*** Begin section ***

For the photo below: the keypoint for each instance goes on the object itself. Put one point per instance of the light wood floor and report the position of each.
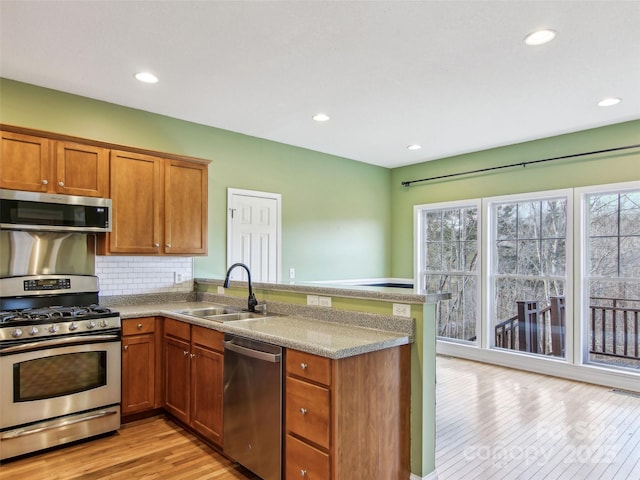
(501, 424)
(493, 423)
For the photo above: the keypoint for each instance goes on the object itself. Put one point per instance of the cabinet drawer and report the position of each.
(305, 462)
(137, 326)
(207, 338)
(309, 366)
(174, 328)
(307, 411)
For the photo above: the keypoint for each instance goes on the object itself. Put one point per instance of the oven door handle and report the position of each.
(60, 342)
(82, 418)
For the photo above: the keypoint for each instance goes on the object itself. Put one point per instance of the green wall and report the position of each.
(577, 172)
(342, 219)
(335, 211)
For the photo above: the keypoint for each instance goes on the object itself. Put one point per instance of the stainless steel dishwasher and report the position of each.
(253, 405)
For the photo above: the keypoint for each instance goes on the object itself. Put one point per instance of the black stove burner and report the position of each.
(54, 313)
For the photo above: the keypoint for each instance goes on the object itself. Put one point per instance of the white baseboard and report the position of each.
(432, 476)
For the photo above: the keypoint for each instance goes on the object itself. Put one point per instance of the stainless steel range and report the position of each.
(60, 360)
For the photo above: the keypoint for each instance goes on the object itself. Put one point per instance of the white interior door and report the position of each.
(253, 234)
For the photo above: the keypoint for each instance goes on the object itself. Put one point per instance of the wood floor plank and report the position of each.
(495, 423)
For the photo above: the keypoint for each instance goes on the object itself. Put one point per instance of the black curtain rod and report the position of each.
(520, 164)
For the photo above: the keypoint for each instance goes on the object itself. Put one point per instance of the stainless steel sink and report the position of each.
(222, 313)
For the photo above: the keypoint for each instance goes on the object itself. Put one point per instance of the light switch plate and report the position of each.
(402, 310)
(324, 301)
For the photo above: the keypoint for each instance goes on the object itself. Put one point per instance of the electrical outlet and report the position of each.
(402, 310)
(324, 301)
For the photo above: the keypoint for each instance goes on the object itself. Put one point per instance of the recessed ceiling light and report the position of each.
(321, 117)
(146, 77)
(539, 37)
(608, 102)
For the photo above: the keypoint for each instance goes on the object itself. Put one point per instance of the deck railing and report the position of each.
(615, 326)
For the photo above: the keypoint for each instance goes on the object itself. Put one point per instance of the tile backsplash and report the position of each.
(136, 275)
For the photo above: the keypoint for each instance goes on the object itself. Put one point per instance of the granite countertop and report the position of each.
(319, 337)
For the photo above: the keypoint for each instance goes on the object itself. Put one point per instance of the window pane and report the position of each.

*** End section ***
*** Begin section ***

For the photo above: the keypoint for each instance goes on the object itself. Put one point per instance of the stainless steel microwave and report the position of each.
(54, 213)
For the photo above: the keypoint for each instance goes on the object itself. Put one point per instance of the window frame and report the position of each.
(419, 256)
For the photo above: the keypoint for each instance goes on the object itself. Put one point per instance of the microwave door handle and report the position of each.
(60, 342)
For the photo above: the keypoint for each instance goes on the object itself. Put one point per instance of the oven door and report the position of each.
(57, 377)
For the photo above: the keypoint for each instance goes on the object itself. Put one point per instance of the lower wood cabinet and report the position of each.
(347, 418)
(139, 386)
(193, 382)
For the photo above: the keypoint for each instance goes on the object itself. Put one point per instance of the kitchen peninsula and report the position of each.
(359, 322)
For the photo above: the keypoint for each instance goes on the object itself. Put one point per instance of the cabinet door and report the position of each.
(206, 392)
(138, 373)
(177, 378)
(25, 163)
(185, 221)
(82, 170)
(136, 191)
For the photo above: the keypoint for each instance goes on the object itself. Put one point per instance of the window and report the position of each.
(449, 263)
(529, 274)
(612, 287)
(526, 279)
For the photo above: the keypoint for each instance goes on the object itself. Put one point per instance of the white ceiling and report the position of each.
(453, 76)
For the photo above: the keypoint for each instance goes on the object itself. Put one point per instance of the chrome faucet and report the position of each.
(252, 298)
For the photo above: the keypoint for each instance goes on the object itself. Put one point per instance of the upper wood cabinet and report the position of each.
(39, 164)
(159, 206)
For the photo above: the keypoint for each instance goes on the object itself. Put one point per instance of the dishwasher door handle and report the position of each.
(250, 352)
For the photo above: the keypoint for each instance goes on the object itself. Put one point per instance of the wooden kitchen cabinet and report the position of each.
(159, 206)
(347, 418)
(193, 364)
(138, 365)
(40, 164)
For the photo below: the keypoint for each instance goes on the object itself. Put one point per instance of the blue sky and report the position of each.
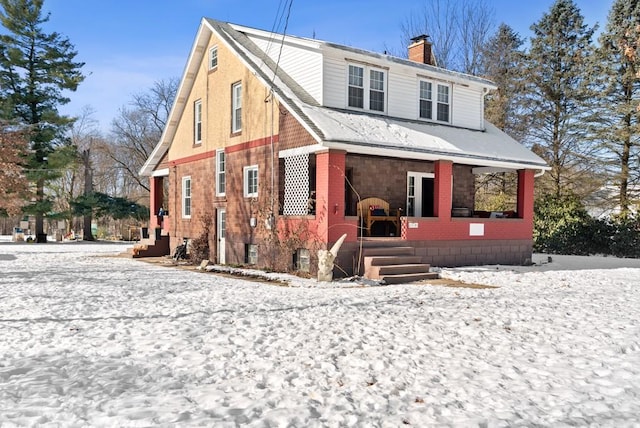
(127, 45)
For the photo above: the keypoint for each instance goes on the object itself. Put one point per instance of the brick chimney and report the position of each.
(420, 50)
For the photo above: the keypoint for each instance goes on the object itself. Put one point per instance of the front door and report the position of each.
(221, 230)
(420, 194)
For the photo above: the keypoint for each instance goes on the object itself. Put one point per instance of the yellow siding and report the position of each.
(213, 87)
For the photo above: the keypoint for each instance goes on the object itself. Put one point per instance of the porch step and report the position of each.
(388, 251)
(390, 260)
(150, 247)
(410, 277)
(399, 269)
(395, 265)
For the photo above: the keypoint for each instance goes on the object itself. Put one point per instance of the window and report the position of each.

*** End section ***
*** Begin section ***

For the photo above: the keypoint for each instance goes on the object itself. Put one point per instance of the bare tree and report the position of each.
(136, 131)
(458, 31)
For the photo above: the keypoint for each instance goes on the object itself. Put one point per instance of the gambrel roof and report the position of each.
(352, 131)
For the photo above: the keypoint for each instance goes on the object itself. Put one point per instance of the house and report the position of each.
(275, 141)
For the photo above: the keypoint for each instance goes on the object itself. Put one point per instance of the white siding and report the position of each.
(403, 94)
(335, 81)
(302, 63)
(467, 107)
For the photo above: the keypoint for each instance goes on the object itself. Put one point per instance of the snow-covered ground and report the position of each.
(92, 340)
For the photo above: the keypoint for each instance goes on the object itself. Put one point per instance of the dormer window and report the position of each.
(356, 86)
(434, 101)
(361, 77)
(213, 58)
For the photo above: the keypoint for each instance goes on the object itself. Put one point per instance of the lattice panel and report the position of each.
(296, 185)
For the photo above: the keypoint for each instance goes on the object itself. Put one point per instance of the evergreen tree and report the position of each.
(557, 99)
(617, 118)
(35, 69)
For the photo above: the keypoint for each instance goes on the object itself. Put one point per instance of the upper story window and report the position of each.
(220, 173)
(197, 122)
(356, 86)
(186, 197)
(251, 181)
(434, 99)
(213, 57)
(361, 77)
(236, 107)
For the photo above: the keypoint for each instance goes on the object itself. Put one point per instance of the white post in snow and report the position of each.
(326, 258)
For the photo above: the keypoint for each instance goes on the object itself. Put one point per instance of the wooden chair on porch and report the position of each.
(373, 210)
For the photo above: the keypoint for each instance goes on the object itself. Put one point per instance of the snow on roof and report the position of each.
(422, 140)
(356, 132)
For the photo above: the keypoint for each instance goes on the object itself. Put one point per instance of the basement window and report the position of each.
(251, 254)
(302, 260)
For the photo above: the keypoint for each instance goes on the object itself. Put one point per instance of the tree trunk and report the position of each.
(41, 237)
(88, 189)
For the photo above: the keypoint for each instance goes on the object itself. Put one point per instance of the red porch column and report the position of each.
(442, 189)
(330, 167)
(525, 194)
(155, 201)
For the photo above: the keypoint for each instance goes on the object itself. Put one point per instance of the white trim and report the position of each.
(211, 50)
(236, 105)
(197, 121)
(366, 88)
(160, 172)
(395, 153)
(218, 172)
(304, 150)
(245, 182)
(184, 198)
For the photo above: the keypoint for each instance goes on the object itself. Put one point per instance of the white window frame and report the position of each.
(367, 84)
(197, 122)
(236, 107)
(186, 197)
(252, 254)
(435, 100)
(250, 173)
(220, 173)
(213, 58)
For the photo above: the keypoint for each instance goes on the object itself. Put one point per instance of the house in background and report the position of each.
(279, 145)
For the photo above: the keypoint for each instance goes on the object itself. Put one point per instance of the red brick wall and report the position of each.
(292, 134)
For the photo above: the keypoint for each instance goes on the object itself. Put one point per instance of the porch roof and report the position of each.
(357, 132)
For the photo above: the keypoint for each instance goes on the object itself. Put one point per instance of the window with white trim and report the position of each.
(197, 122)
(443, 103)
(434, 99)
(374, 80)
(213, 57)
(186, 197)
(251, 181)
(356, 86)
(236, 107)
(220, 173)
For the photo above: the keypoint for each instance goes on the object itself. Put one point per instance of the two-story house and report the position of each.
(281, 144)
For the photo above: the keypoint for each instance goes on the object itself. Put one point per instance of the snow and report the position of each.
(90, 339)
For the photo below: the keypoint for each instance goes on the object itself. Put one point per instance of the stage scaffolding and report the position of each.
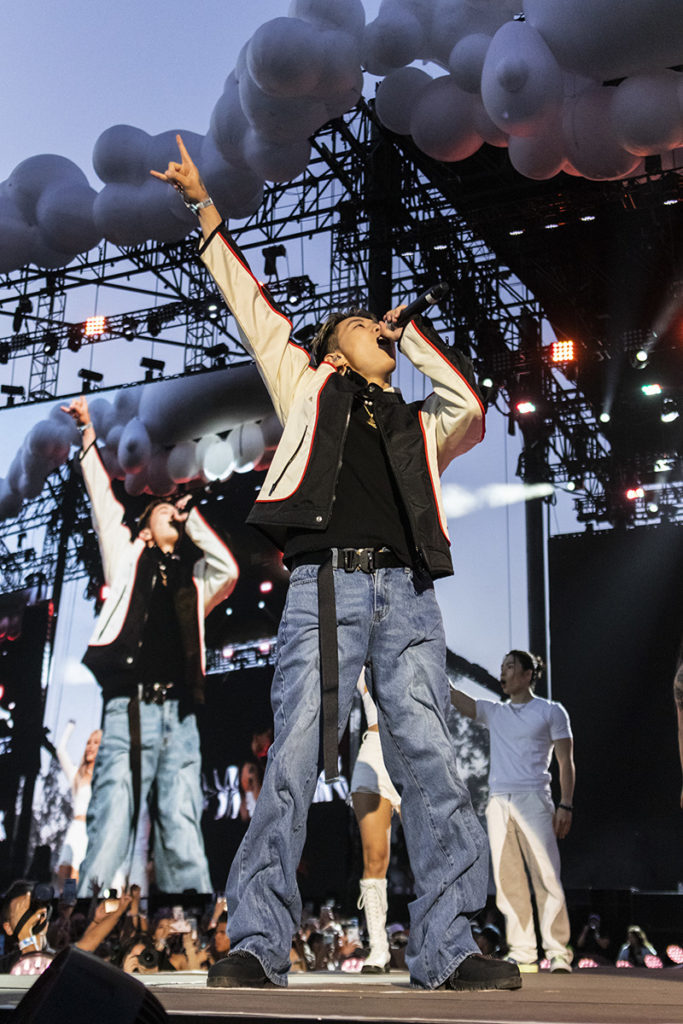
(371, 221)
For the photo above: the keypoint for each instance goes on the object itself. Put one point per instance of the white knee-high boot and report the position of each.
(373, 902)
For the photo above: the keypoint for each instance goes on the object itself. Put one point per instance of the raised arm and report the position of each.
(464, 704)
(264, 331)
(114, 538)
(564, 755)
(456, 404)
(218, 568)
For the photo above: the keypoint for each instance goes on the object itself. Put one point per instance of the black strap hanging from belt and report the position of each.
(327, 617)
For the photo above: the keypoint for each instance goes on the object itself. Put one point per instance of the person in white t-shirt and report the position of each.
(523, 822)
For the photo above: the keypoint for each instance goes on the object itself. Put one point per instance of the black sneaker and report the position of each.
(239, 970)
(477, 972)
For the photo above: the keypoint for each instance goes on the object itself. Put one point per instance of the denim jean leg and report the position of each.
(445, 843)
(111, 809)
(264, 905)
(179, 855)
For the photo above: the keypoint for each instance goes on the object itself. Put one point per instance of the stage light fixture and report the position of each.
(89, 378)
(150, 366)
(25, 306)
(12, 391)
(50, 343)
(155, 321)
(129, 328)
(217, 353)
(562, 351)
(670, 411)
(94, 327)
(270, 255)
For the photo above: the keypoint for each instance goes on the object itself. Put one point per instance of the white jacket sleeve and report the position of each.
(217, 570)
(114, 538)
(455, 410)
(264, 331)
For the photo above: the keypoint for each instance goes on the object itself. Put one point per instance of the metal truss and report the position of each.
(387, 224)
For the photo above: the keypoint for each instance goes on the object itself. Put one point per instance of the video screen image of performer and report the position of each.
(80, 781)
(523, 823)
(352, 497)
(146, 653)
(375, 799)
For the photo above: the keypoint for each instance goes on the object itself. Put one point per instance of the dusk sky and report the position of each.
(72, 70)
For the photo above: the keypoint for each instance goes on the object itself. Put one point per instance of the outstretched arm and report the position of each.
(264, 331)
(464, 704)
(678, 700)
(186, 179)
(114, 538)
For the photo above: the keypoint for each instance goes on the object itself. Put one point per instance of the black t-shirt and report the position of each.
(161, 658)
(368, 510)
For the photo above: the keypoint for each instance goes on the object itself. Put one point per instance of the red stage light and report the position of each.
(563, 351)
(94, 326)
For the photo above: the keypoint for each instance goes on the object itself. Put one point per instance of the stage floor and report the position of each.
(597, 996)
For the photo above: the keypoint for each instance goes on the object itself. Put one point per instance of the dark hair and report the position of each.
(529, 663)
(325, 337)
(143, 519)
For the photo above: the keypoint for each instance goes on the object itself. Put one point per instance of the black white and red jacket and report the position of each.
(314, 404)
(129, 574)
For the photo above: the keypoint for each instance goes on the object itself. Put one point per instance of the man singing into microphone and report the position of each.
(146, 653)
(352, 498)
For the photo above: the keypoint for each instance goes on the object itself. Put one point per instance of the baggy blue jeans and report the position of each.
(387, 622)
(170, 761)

*** End section ***

## Description of the task
Copy word for word the stretch of entries above from the line that has "backsplash and report the position of each." through the line that has "pane and report the position of each.", both ends included, and nothing outside it.

## Answer space
For the photo above: the keypoint for each instance goes on the object itself. Put one point per instance of the tile backsplash and report the position of each.
(136, 275)
For the photo above: the keypoint for each instance goes on the object itself. Put one point per instance of the granite countertop and report the position of each.
(319, 337)
For the photo above: the keypoint for each instance goes on the object itself. Put one point per instance of the window pane and report the position of each.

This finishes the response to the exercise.